EXERCISE BRIEF -
Copy out every line of text in the material below with no changes, and leave the pictures out.
= = = =
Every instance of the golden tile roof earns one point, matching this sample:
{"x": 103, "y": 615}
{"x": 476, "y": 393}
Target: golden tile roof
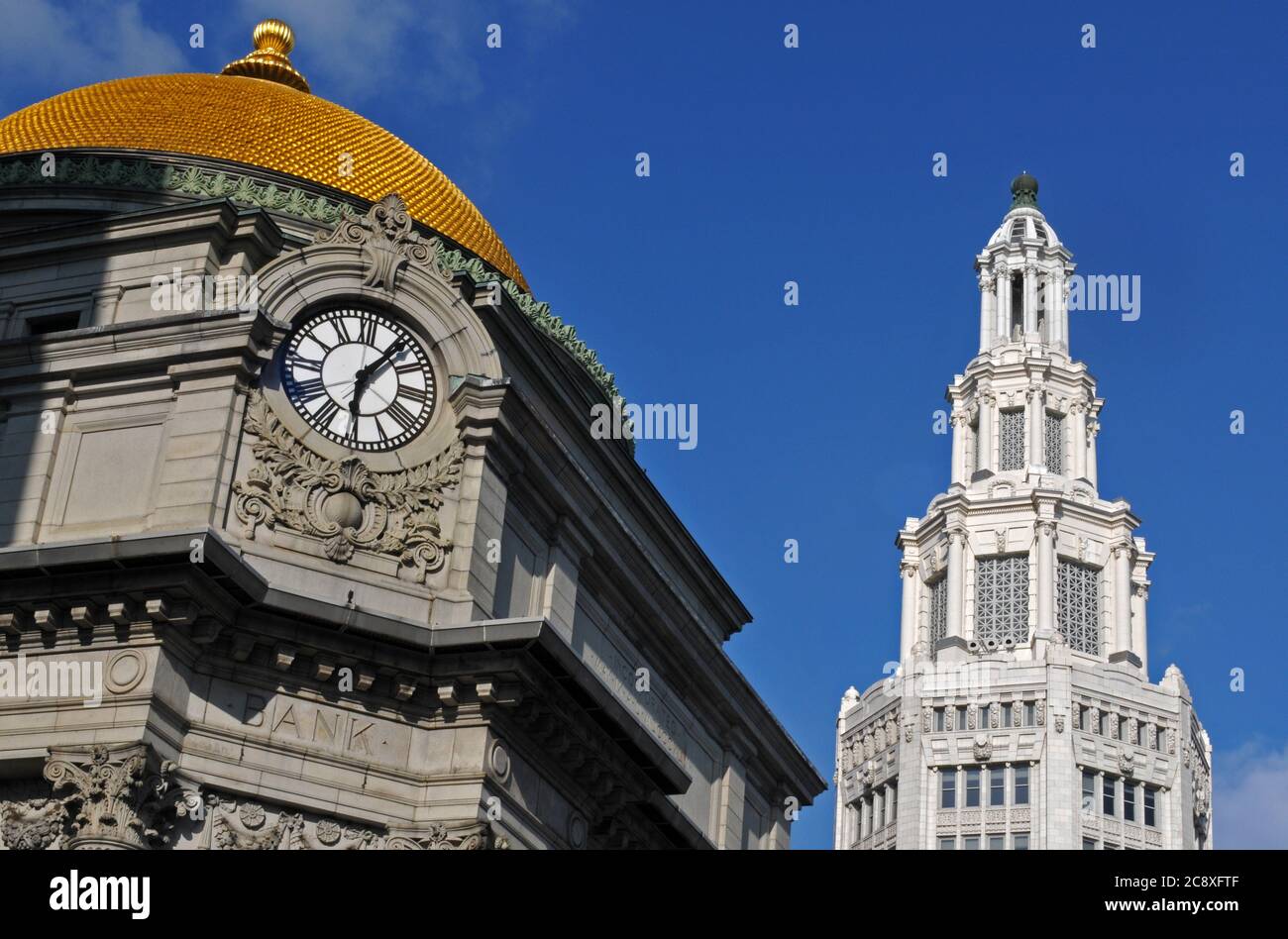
{"x": 258, "y": 112}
= = = =
FULL RESPONSE -
Every instance of the golden tile roof earns one point, matching this sample:
{"x": 103, "y": 615}
{"x": 476, "y": 393}
Target: golden tile roof
{"x": 258, "y": 112}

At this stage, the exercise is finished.